WRITTEN PROBLEM >>
Reproduce word for word the part of the soil test thread starting with "My NJ lawn has" and going on through "sqft of grass.".

# LaMotte Soil Test results



## scostell (9 mo ago)

So I'm trying to get my lawn in order for once and wanted to start off with a soil test. I like the idea of doing it myself to help learn and get a quicker turn around. Saw some good reviews about the LaMotte soil test kits so I went ahead and purchased it.

My NJ lawn has a sun/shade mix (think that is tall fescue, fine fescue, and probably some others as well).

The results of the test are..

PH: 6.0
N: Trace amounts (sounds like barely any)
P: Trace amounts
K: Very Low

I've got 8000 sqft of grass.

one other concern/question...

- there seems to be a good amount of moss in any place where the grass in thin or not growing. Do I have to take care of that before applying anything? Seems like it would prevent any nutrients from getting into the soil.

So at this point in the spring (Mid May) what would be my best course of action?

Thanks!
-Scott


----------



## Virginiagal (Apr 24, 2017)

I suggest you send a soil sample to Rutgers:
https://njaes.rutgers.edu/soil-testing-lab/

I had not heard of LaMotte kits and the reviews I saw on Amazon are negative, that the tests are inaccurate. Apparently it just gives a rough estimate of levels (low, medium, high) and no recommendations.


----------



## scostell (9 mo ago)

Virginiagal said:


> I suggest you send a soil sample to Rutgers:
> https://njaes.rutgers.edu/soil-testing-lab/
> 
> I had not heard of LaMotte kits and the reviews I saw on Amazon are negative, that the tests are inaccurate. Apparently it just gives a rough estimate of levels (low, medium, high) and no recommendations.


Thanks @Virginiagal I'll do that


----------



## Virginiagal (Apr 24, 2017)

One of the most useful pieces of information from a soil test is to measure the pH of the soil and if the soil is acidic, to measure the buffer pH which is then used to make a recommendation on how much lime is needed to bring the pH to the target pH (most often 6.5). You have a pH number but not a buffer pH. You know your pH is somewhat low but you don't know how much lime is needed. Some soils are lightly buffered and others are heavily buffered and they take different amounts of lime to move the pH. The Rutgers test will do a buffer pH and make a lime recommendation. They'll also recommend amounts of phosphorus and potassium if needed.


----------



## scostell (9 mo ago)

@Virginiagal Will I request just the standard "Soil Fertility" test from Rutgers?


----------



## Virginiagal (Apr 24, 2017)

Yes


----------



## scostell (9 mo ago)

I got my soil test back from Rutgers and can someone interpret and help me create a rough plan of attack? Thank you!


----------



## Virginiagal (Apr 24, 2017)

You need 95 lb of calcitic lime per 1000 sq ft. Apply 50 lb per 1000 sq ft in one application and the rest later. Best times for application are spring and fall. If you can't find calcitic lime, dolomitic lime will be ok. Look for regular lime, not fast acting.

When you fertilize, use a balanced fertilizer, like 10-10-10. You need nitrogen, phosphorus, and potassium in about equal amounts. They gave the schedule of when to fertilize,

They gave very detailed directions, Did you have questions? It may be a little confusing because the instructions for trees are different than the instructions for turfgrass. I'd concentrate on the instructions for turfgrass. Trees can generally take care of themselves.

STORED ROWS >>

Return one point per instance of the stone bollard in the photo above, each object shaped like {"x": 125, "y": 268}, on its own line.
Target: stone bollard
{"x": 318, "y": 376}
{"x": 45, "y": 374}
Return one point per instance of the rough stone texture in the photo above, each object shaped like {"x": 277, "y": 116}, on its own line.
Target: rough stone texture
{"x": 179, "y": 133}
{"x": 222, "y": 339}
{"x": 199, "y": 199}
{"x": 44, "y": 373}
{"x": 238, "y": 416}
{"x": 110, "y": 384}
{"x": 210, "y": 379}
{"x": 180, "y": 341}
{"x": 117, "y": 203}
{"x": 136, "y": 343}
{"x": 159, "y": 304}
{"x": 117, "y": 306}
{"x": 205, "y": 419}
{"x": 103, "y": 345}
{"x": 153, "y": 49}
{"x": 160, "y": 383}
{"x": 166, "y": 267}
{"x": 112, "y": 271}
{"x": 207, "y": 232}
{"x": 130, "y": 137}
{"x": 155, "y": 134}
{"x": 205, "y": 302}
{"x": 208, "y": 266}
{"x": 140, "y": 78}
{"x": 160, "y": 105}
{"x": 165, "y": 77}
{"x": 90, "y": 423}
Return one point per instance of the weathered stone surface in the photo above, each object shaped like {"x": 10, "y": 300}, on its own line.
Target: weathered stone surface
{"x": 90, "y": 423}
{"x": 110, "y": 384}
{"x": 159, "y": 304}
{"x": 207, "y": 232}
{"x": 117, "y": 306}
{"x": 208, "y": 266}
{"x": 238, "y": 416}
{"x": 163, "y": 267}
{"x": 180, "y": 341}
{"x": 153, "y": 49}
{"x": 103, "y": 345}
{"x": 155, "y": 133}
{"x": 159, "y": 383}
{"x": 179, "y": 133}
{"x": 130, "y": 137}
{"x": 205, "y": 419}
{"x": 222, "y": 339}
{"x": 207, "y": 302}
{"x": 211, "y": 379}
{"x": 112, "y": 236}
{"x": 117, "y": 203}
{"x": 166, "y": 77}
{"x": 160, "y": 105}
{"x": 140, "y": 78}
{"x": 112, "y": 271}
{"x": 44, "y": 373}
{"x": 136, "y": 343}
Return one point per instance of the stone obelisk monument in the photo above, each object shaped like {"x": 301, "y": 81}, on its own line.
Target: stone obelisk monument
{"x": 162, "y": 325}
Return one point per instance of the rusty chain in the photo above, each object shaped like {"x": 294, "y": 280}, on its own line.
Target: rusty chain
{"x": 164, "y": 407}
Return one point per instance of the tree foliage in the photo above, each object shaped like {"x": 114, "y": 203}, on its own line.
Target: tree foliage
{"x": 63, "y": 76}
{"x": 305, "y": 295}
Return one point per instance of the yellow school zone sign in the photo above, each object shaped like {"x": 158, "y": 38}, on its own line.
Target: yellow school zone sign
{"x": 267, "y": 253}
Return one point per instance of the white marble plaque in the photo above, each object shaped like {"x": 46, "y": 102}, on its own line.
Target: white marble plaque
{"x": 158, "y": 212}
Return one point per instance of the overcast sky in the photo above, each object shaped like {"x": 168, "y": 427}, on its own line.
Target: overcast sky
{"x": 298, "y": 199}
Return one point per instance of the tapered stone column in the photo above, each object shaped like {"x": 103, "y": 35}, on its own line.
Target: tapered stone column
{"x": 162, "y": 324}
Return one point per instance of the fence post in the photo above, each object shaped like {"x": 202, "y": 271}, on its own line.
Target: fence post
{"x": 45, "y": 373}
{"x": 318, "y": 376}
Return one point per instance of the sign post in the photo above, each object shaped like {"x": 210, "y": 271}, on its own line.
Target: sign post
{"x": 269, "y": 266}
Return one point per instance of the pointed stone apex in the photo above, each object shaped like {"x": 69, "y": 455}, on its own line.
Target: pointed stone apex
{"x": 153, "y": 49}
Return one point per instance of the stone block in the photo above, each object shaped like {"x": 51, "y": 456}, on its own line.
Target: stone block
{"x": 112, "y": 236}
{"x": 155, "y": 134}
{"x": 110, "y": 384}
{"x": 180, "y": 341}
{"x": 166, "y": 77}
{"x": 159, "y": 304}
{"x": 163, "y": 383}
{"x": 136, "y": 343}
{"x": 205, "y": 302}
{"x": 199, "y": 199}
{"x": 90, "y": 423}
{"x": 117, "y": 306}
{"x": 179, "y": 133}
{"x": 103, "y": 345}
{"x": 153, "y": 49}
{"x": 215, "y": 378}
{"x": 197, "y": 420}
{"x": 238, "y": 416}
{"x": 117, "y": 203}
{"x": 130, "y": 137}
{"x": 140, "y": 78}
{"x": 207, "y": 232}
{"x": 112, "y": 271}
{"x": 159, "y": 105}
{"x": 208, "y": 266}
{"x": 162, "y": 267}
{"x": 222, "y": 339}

OUTPUT FOR THIS EXERCISE >>
My NJ lawn has a sun/shade mix (think that is tall fescue, fine fescue, and probably some others as well).

The results of the test are..

PH: 6.0
N: Trace amounts (sounds like barely any)
P: Trace amounts
K: Very Low

I've got 8000 sqft of grass.